## PROBLEM DESCRIPTION
Each record should reappear exactly in your answer, minus any picture.

────────────────────

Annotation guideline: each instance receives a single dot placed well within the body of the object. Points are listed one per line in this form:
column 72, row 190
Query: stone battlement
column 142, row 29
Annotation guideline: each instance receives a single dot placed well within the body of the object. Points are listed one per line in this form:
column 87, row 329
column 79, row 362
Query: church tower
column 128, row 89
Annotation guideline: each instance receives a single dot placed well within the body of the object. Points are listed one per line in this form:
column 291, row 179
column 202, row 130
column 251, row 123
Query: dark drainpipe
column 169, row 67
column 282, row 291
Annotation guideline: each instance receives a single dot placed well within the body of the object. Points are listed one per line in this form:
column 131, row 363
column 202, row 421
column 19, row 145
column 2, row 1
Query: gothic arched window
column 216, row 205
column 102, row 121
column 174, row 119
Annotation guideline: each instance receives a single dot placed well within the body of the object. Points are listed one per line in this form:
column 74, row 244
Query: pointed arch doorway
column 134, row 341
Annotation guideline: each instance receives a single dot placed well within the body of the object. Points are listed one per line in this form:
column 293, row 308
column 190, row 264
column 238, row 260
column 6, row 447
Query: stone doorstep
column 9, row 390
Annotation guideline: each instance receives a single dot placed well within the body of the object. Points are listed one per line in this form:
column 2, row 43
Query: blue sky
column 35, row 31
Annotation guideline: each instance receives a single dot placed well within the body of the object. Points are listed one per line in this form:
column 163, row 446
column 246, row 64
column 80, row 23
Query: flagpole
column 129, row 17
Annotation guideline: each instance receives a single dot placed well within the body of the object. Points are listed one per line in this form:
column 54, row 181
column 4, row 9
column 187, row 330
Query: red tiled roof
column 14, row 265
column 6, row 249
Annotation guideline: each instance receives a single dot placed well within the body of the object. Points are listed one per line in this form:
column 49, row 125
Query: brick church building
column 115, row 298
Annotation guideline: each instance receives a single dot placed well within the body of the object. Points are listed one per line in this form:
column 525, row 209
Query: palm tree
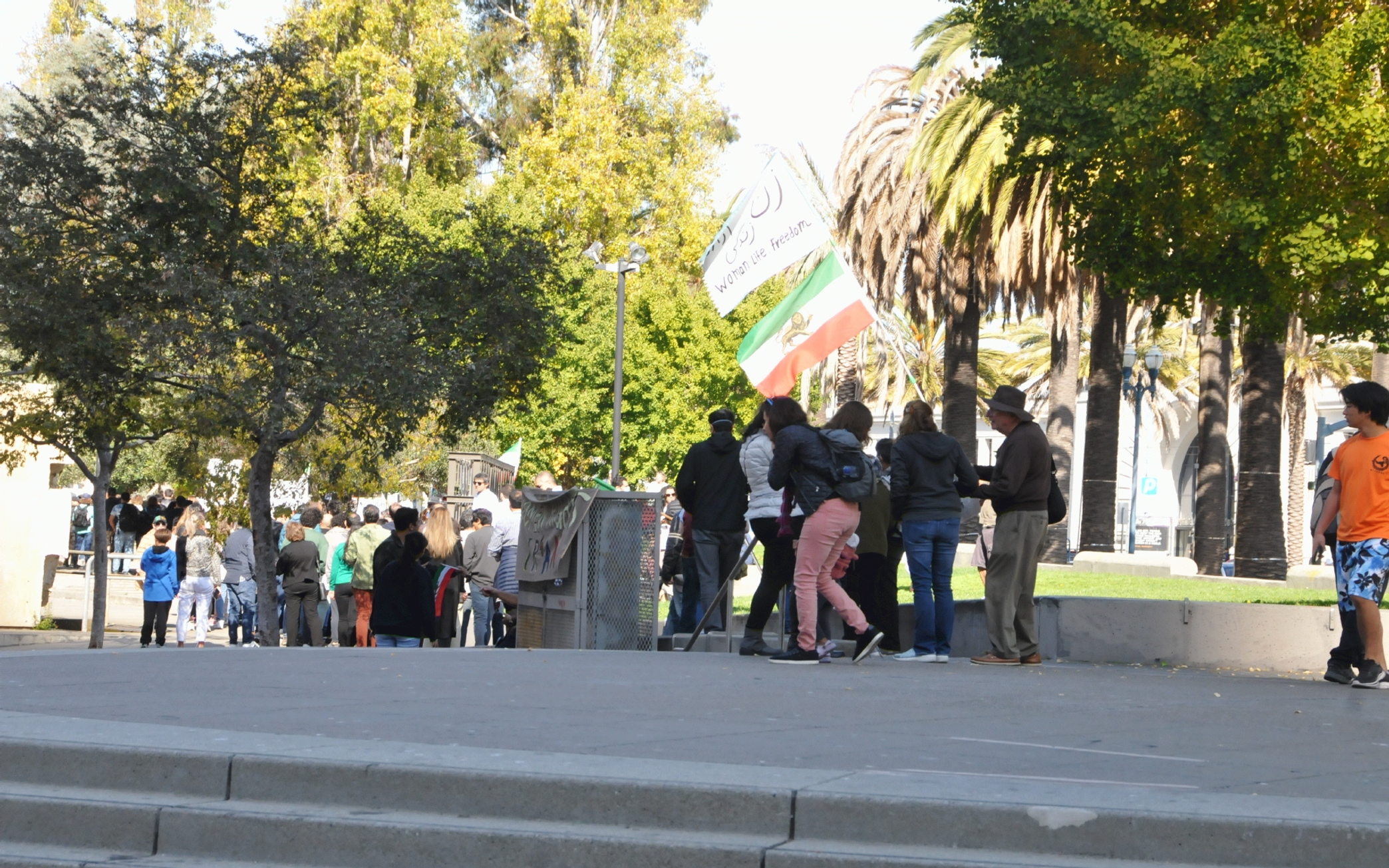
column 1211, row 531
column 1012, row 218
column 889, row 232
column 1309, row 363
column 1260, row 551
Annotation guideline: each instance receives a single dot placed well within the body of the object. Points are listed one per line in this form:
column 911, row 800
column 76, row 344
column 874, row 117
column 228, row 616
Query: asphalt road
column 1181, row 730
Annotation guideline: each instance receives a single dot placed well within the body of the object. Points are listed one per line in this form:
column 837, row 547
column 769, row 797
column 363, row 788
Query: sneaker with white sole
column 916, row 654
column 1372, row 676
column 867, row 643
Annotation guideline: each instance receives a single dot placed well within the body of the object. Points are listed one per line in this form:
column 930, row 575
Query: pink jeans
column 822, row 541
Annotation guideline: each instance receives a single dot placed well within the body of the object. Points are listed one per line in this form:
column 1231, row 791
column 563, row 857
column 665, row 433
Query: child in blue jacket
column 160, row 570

────────────────────

## THE ANSWER
Annotation guideline: each instance receives a single dot placed well within the body of the object. Points are listed one per line in this form:
column 72, row 190
Query: stone battlement
column 142, row 29
Annotation guideline: each instance receives a single dot placed well within the body of the object. Points are listed one per line in this form:
column 87, row 329
column 79, row 362
Query: church tower
column 128, row 89
Annotation guideline: each instance receives a single dot placed well within the body of the object. Points are listed one per line in this form:
column 291, row 179
column 202, row 130
column 251, row 123
Query: dark drainpipe
column 169, row 67
column 282, row 291
Annotation guideline: each instance receives a single dot placed well within the body of the object. Points are listed one per line in this form:
column 131, row 363
column 202, row 421
column 19, row 145
column 2, row 1
Query: gothic arched window
column 216, row 205
column 102, row 121
column 174, row 119
Annotation guideline: each instance receives a single dot placed well within the body of the object. Points are listed one per line in this form:
column 74, row 244
Query: pointed arch doorway
column 134, row 341
Annotation guideline: each instance receives a single dot placed well within the body of the object. Points are listed one per line in this form:
column 293, row 308
column 190, row 264
column 238, row 260
column 6, row 447
Query: stone doorstep
column 9, row 390
Annotation guideline: each instance receives a single dot placed well within the body of the object. Points are listed one per line in this form:
column 2, row 43
Query: blue sky
column 35, row 31
Annotation guideline: each instance receives a single dot placed well within the body of the object. Points are listed one per line in this form:
column 163, row 446
column 246, row 64
column 80, row 23
Query: flagpole
column 129, row 17
Annotation guideline: each instance receives a single dot placed well within the body of the object. Points are listed one per line in this form:
column 54, row 181
column 4, row 9
column 187, row 330
Query: red tiled roof
column 14, row 265
column 6, row 249
Annotation guideline: each instance receives a single dot placed well within the body of the object. Points are listed one per line in this form:
column 49, row 125
Query: brick church building
column 115, row 298
Annotation guideline: each instance receives a single dot placed well within the body of the object. Points are listed one per line in this form:
column 525, row 209
Query: palm tree
column 1211, row 531
column 1012, row 218
column 889, row 232
column 1309, row 363
column 1260, row 551
Annotation guideline: each instance receives a single dot placed well within the body of the object. Points are listed one per line in this form:
column 911, row 800
column 76, row 344
column 874, row 117
column 228, row 616
Query: asphalt road
column 1181, row 730
Annotation guideline: each instance receives a single dot placed well within the body of the object. Points are listed one per line in this form:
column 837, row 547
column 769, row 797
column 363, row 788
Query: sneaker with white sole
column 916, row 654
column 1372, row 676
column 867, row 643
Annotation guideline: each instance receives a single dot placed well within the body of the object. Points are listed one per line in this form:
column 930, row 575
Query: pink jeans
column 822, row 541
Annotation guideline: each instance receives a single dot placed well within the body of the object. Points are listed one per line in this form:
column 1231, row 791
column 563, row 857
column 665, row 433
Query: child in blue jacket
column 160, row 570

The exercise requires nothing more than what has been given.